* WHAT IS REQUIRED: Extract every record, exactly as written, and ignore the pictures.

[Dataset items]
#####
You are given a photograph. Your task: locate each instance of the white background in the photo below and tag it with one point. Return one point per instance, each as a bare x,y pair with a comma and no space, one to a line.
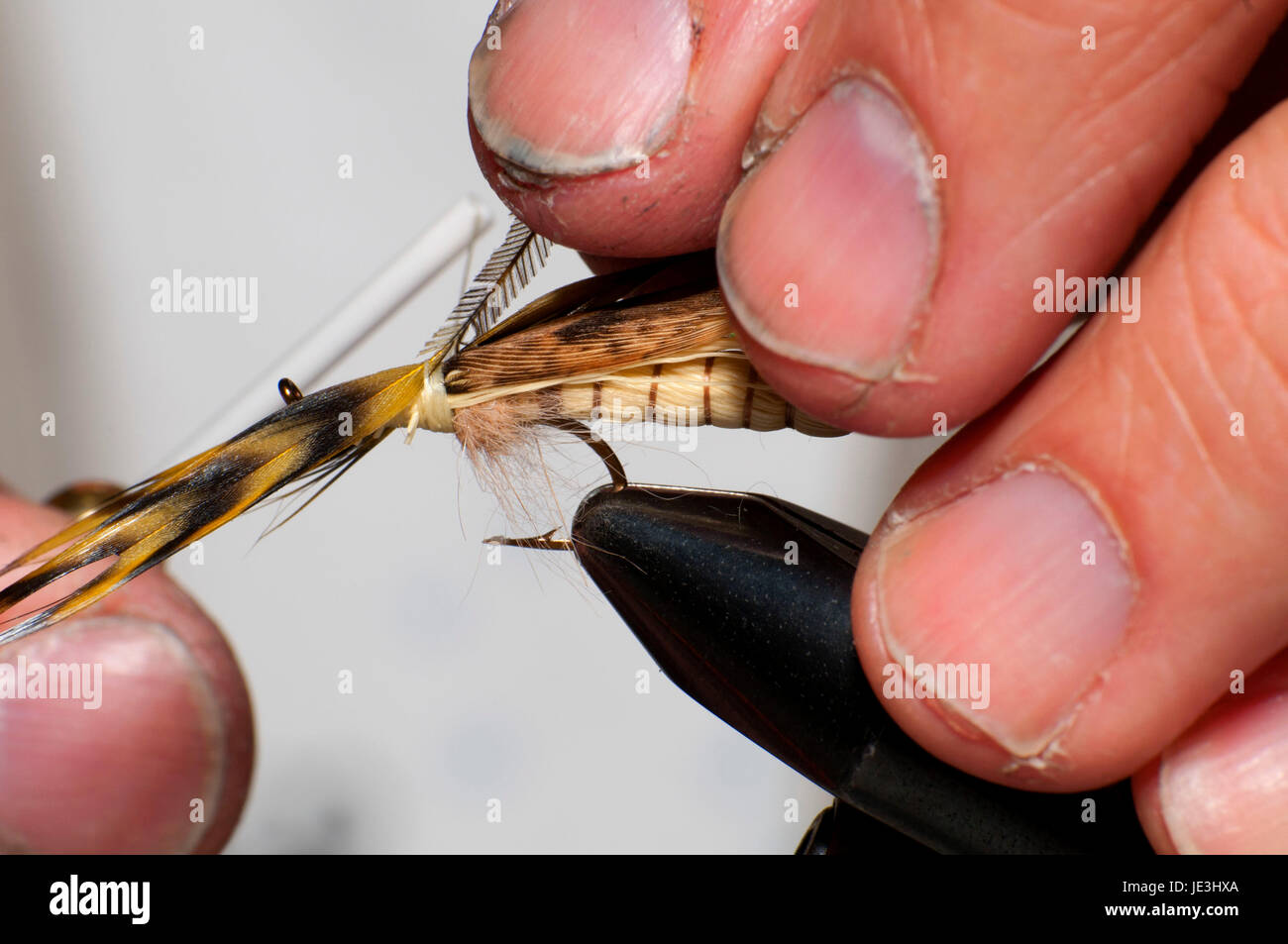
472,682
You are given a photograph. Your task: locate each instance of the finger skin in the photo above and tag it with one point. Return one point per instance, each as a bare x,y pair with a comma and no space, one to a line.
1219,787
1163,439
1037,155
677,206
174,723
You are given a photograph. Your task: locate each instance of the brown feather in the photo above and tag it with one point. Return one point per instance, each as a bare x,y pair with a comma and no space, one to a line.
595,343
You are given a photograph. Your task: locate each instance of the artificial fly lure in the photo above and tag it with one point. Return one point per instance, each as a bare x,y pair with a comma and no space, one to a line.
648,344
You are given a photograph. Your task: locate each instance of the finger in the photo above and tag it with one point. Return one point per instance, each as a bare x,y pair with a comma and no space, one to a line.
1219,787
149,751
917,166
1111,541
568,99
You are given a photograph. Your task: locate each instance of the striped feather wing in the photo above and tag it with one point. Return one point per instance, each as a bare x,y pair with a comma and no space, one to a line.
660,327
514,262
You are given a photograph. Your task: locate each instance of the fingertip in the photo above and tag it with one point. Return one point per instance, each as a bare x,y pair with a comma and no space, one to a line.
115,741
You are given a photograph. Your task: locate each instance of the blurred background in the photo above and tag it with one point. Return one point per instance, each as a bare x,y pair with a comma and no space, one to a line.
471,682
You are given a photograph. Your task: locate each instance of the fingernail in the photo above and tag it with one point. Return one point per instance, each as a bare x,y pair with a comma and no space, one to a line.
108,733
1223,789
828,248
572,88
1022,576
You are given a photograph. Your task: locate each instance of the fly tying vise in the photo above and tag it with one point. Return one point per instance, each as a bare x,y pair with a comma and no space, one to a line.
648,344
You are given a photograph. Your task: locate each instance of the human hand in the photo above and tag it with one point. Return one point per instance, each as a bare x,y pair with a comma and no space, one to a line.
165,720
1106,539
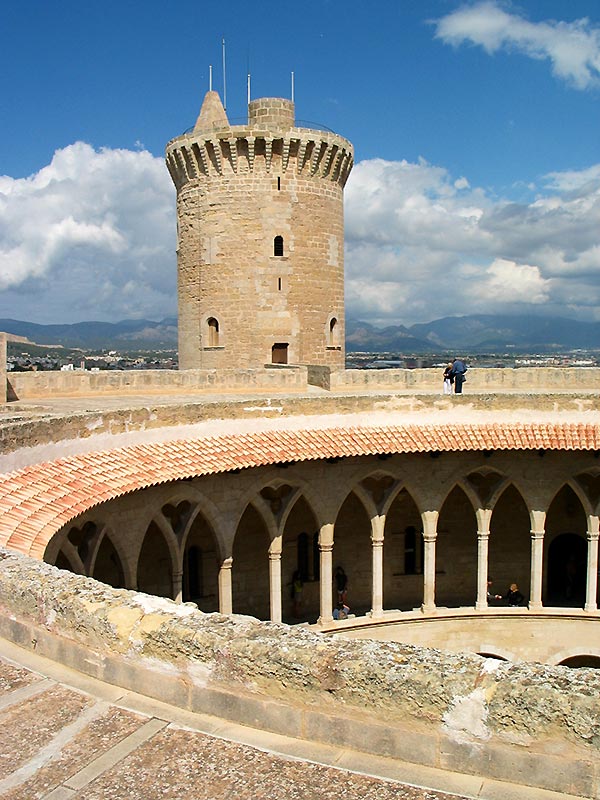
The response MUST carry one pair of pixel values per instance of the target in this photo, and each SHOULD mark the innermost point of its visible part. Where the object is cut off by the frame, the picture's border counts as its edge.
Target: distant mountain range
(483, 333)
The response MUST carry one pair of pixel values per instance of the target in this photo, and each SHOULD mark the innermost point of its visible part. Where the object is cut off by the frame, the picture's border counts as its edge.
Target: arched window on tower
(333, 334)
(213, 331)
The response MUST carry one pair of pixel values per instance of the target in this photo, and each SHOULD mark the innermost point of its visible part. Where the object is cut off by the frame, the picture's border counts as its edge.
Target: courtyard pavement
(64, 736)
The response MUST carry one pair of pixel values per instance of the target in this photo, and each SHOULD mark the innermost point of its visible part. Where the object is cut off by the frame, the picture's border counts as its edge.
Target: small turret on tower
(260, 238)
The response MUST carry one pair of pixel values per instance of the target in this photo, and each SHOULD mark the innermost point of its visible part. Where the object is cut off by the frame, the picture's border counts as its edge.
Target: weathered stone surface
(465, 697)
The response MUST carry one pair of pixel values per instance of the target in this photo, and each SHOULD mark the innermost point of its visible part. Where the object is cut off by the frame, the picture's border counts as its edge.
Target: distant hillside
(127, 335)
(483, 333)
(492, 332)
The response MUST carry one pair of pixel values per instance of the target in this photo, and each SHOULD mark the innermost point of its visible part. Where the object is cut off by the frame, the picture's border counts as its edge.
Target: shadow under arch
(300, 562)
(155, 563)
(404, 553)
(565, 557)
(352, 551)
(509, 549)
(250, 568)
(201, 561)
(108, 566)
(456, 551)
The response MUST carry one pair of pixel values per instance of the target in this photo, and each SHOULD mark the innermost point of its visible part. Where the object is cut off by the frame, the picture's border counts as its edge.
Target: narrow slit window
(213, 332)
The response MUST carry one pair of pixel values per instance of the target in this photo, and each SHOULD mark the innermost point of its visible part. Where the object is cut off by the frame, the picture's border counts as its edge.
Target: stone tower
(260, 239)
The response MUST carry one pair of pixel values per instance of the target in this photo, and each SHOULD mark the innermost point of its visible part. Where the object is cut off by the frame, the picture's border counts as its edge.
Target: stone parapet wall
(34, 385)
(479, 380)
(517, 722)
(28, 385)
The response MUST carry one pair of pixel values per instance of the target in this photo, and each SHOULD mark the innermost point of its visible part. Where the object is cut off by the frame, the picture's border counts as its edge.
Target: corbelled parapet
(519, 722)
(214, 147)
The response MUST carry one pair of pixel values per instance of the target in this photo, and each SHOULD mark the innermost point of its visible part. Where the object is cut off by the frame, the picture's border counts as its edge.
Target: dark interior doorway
(567, 564)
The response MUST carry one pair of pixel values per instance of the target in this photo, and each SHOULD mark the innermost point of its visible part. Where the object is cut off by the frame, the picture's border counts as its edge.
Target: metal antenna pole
(224, 79)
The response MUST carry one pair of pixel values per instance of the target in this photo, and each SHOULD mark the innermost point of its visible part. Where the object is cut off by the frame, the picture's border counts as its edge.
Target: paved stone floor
(65, 736)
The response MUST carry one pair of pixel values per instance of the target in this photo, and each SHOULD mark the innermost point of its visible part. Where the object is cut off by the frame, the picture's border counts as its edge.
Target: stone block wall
(33, 385)
(511, 721)
(525, 379)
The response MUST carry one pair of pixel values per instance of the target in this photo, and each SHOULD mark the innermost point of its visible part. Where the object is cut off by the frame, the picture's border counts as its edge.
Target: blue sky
(476, 129)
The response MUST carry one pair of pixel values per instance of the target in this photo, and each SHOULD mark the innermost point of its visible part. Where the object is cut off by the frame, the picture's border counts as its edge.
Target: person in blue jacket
(458, 371)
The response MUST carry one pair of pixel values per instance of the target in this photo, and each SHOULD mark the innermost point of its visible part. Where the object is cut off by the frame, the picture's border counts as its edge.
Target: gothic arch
(250, 568)
(157, 560)
(456, 551)
(509, 548)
#####
* WRITTEN RESPONSE:
You are given a photograph. Your task: locate each instance of the white background in the photo below and tag it with one point. Return one point per instance, each as a bare x,y pair with a comma and no space, one to a line.
472,682
You are given a photograph. Your task: locate each instance of the finger skin in the photo above and tag it with one point. Return one point per instance, each as a bare x,y pair with a comma and no space, one to a line.
1219,787
1163,439
1037,155
677,206
174,723
You are given a photograph. Your task: locate each instance of the brown feather in the photo above and tag it with one point. Return one point per instance, each as a bare x,y pair with a comma and no space, one to a line.
595,343
You are given a photograph. Your task: locate each instance of the artificial fly lure in the photo above and tag it with one point. Return one point per instance, each as a bare x,y pair with a comma and no space, one to a line.
648,344
You are given a photograph. Your task: locate each instance of the finger in the photo above and tag it with one point. Return one point per instance, each as a bare x,y pair with a comma and no space, one to a line.
1219,787
149,751
917,166
1111,541
568,99
You are given a photograph. Your task: locate each instance of the striped feather wing in the photo above and tag it with one point. Return one point per instance, each as a bare x,y pair with a comma and no space, one to a line.
660,327
514,262
You are given a photograph. Your task: locate each instance of the fingertip in the photo above and tag it with one point. Return one point per instance, each as a bare x,y pair with a comma and no space, one to a line.
115,741
You are given a photograph. Your task: locate each instance of the blurred background in the photo above and tag it with one point. Return one point per instance, each as a bare x,y pair with a comma and no space, one to a line.
471,682
You are given a photograph. Your task: locate each instance of the fingernail in the photo above and tag it with one point. Return one point per instance, each as a bare x,y pair with a comma and no space, one to a line.
108,733
1223,789
828,248
572,88
1022,576
You are given a photograph. Your task: locate each instance of the fly tying vise in the photo above and tag it with one point. Return one point per instance, each as a bare x,y pair with a comma and no space, one to a line.
648,344
You are given a photograph. Your task: locate each instance of the human hand in the photo above and tag it with one point. Return one point per instance, each as a bare x,y pair with a comma and no space, one to a line.
165,720
1106,539
The response MUST carry one pair of pixel values per instance of the target in this photo, and each SHOULD mark the innermost point of its visible part. Where the object is cut off by the frame, the picture's border counts as its edge.
Target: distant mountain range
(483, 333)
The response MUST carry one pair of pixel values per instance of the target in this photo, and each SHOULD mark the innermost point of its visible part. Where the object is cut off by the frame, the picture's border counts as its edge.
Target: arched window on tower
(333, 334)
(213, 331)
The response MUST carry one pair of pixel values per instance of the target in this photo, and each SHOULD mark the innermost point of its visible part. Where the object is cut off by the frame, the picture's border counts as its edge.
Target: courtyard pavement
(64, 736)
The response MUST carry one pair of pixel values per instance of the target in this photo, and each SHOULD mark the innermost point of its visible part. Where the object is cut off by the frame, the picture's border counts as its edge.
Target: small turret on tower
(260, 238)
The response MUST carry one pair of pixel values per instance of the target in this photo, and each SHOULD mark the innermost point of its visible part. Where the object is cut off by the frame, the picture's border counts as its edge.
Target: weathered stone surface
(465, 697)
The response MUST carry one pair of pixel values per instance of the target in this photo, and each SHOULD mark the innermost point of its visible part. Where the object is cut off by the frame, the picture's border counts as its edge.
Target: distant hillside
(127, 335)
(483, 333)
(492, 332)
The response MUST carry one pair of pixel values per instance of the target in this photo, and each SHOULD mark the innermost point of its visible part. Where the object is cut off by the frame, the picture's border counts as its edge.
Target: shadow under arch
(300, 562)
(155, 563)
(404, 553)
(565, 557)
(352, 551)
(509, 549)
(250, 568)
(201, 561)
(108, 566)
(456, 551)
The response MUST carry one pair of pixel values per instance of the target in this photo, and each SHOULD mark the innermost point of its visible part. Where the object is cut off by the frame, the picture's border counts as its edge.
Target: narrow slit window
(213, 332)
The response MUST carry one pair of pixel values per instance of the target in this photo, and each SHOULD mark the innermost point of its visible part. Where the object is cut off by the frame, the picture's border counts as its edge.
Target: stone tower
(260, 239)
The response MUST carry one pair of pixel values per instance of the target in this photo, and each SHOULD mark the innermost point of its visible part. Where the object is cut off by the frame, the picture's border counts as its edge.
Target: stone parapet wall
(34, 385)
(479, 380)
(517, 722)
(28, 385)
The response MUST carry one pair of pixel values per instance of the target in this photo, and each SHOULD mark the innermost point of its visible part. Where the object is cut off by the frame, the picture's border counts as its edge.
Target: corbelled parapet
(519, 722)
(214, 147)
The response MUST carry one pair of pixel values per instance of the target in this photo, and each SHOULD mark the innermost point of its visible part. Where the object is cut off by the frame, the picture's border counts as its edge.
Target: dark interior doorway
(567, 564)
The response MUST carry one pair of pixel values per instance of the target in this photo, and each SHOULD mark the innermost point of its visible part. Where the object is cut off by the frame, the picture's border counts as its edge.
Target: metal antenna pole
(224, 79)
The response MUST carry one pair of pixel values per instance of the target in this photo, and each SHOULD mark the innermost point of its visible part. Where the object is cut off by the frame, the picture's border counts as its edge.
Target: paved stone floor
(65, 736)
The response MUST carry one pair of pixel values per instance of the target in this photo, and each SHOULD mark the innermost point of its visible part. Where the object is cut off by the frame, the picture's border counts as its edge.
Target: stone block wall
(33, 385)
(511, 721)
(525, 379)
The response MUST carry one pair of pixel values per instance of the target in this photo, and each SHOULD mark the innermost point of its visible part. Where the object is cut off by the frame, the picture's border counts as its edge.
Target: blue sky
(476, 129)
The response MUST carry one pair of pixel values per instance of the target in this photo, and each SHOULD mark the innermost point of its visible part. Where the object is cut off by the frame, the picture's border counts as its edge.
Target: person in blue jacket
(458, 371)
The response MUST carry one pair of pixel values per instance of the target in this photo, and each SHOULD mark the innermost point of its visible part. Where the object is cut off by the frame, the picture's border counts as its edge.
Target: gothic arch
(250, 568)
(157, 560)
(456, 551)
(509, 548)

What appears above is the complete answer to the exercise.